### Task description
Copy each line of the listing below exactly.

### Records supplied
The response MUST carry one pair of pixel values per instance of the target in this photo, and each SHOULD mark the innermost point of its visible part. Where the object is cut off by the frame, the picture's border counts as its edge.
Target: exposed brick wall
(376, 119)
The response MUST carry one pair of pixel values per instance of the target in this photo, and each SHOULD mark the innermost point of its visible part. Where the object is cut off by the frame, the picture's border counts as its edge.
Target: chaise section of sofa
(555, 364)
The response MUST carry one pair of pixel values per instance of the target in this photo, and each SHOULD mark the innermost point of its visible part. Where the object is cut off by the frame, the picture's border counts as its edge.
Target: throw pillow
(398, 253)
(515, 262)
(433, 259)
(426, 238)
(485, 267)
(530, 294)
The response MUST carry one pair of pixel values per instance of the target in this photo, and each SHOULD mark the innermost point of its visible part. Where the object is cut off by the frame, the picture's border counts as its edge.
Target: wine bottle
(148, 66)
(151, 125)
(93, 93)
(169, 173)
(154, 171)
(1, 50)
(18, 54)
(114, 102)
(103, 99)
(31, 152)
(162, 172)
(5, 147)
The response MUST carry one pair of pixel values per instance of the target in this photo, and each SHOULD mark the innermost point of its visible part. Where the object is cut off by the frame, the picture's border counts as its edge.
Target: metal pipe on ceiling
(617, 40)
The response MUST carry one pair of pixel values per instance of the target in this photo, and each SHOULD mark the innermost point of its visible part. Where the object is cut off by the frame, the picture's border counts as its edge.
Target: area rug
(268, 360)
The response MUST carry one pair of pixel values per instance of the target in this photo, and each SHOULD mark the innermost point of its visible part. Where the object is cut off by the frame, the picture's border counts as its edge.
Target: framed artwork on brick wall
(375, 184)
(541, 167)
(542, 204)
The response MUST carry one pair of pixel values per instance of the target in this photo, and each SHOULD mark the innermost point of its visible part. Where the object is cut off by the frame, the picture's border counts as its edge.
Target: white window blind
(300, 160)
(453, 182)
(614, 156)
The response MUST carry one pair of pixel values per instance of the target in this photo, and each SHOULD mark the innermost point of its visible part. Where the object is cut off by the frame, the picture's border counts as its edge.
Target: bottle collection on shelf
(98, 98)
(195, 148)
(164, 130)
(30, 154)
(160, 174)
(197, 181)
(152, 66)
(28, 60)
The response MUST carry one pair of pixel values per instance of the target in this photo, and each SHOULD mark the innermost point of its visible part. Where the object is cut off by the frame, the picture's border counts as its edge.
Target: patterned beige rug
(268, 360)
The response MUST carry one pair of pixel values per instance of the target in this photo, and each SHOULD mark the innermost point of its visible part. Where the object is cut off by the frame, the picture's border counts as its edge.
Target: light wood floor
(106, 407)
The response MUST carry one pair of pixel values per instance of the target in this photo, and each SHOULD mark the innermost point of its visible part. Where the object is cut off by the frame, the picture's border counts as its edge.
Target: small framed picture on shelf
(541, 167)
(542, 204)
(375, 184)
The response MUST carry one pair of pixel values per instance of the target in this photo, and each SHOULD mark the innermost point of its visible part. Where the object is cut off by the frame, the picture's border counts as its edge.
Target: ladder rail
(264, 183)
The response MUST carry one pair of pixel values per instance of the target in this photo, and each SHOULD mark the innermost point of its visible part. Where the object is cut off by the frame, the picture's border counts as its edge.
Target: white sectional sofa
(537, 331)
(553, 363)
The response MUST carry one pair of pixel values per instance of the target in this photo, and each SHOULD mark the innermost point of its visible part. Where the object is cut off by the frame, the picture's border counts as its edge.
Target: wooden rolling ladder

### Output
The response MUST carry one pair of pixel values per instance of the target in this photo, and each SHOULD mark the innermost point of its visible part. Where the object is cut off by the frame, the picture's border counts as its edge.
Target: exposed brick wall
(376, 119)
The response MUST carry one pair of pixel values per instance of the target in this photo, and each SHOULD mark the innermost point of its visible part. Where the object is cut off by the frame, the picture's border counts as its edge.
Target: chaise section of sofa
(555, 364)
The response MUST carry one pair of pixel values per instance of the target in this photo, and each SHOULD mark the innermost point of its visible part. Where the object is cut off by the frame, the picture's border counts as its edge.
Target: throw pillow
(398, 253)
(515, 262)
(433, 259)
(426, 238)
(485, 267)
(530, 294)
The response MUST carry one pair of pixel values per instance of the target in this photo, and each SHOULD mark the innermost point of its visible part. Where the object is cut off by the frame, the picture's border counts as its edge.
Target: wine bottle
(148, 66)
(151, 125)
(93, 93)
(169, 173)
(154, 171)
(1, 50)
(18, 54)
(114, 102)
(103, 99)
(31, 152)
(162, 172)
(5, 147)
The response MUST carry one pair of pixel values per instance of the target in this photo, and each SHOULD mark the innermost point of its visible part. Where the object is cut off by the frame, the picture's border counts as its edge.
Target: metal pipe on ceiling
(617, 40)
The response MUST carry one pair of pixel values per instance of the target in this photo, and each SHOULD mark the innermost point of its visible part. Where the object is cut off by the frame, the picture's border counts as its edge.
Target: area rug
(268, 360)
The response MUST carry one pair of pixel values per instance of the target in this photo, and each SHOULD mark the innermost point of its visible part. Where the object is cut off by the frame, the picture's border counts as its edge.
Target: framed artwork on brick wall
(375, 184)
(541, 167)
(542, 204)
The response MUST carry one pair of pixel values per instance of the target in this photo, and each SHOULD mark the innermost point of its visible part. Where the object is cut off by the frame, the picture's border counts as its edge.
Target: white window blind
(300, 160)
(453, 182)
(614, 156)
The response MUST carry one pair of pixel values per instance of the target in this photo, and each SHOULD mark the innermost point of its visible part. Where the object is cut off by the frame, the picture's border counts as its edge.
Target: bottle collection on shelf
(98, 98)
(195, 148)
(164, 130)
(30, 154)
(160, 174)
(197, 181)
(152, 66)
(28, 60)
The response MUST carry one pair of pixel values per instance of the target in this photo, and each SHOULD mark the innermost point of its visible part. Where the object is cut off by the frame, the picture's border counts as its edge.
Target: patterned beige rug
(268, 360)
The response MUST carry one pair of pixel values per instance of the target in this photo, and each SHOULD mark the innermost point of its visible part. Where the object is cut off by the frame, the picture's border counts as its edge.
Target: light wood floor
(106, 407)
The response MUST carry one pair of pixel values per instance of the target in this photo, and each SHOULD mark the innermost point of its visible part. Where the object is cut off by the frame, the picture's border counts as its edge.
Target: small framed picture on shelf
(541, 167)
(542, 204)
(375, 184)
The response MUST carry one pair of pixel values per instance of the target in this photo, and each SHOULD mark the innermost point of its visible part. Where the object is cut off by the frame, the picture's border counts as its edge.
Target: ladder rail
(264, 183)
The response MUST carry one pair of pixel values per instance of the target in this photo, and each SHOULD mark the innermost point of its visible part. Where the object is cut off by the frame, the picture's border counts as its edge.
Target: white sectional sofa
(537, 331)
(553, 363)
The response MUST carry one pair of pixel values per instance of the target in this photo, and each SHOULD mark the innermost point of its visible part. Where the object is cut off by the frame, the picture's border counts as its edge.
Target: wooden rolling ladder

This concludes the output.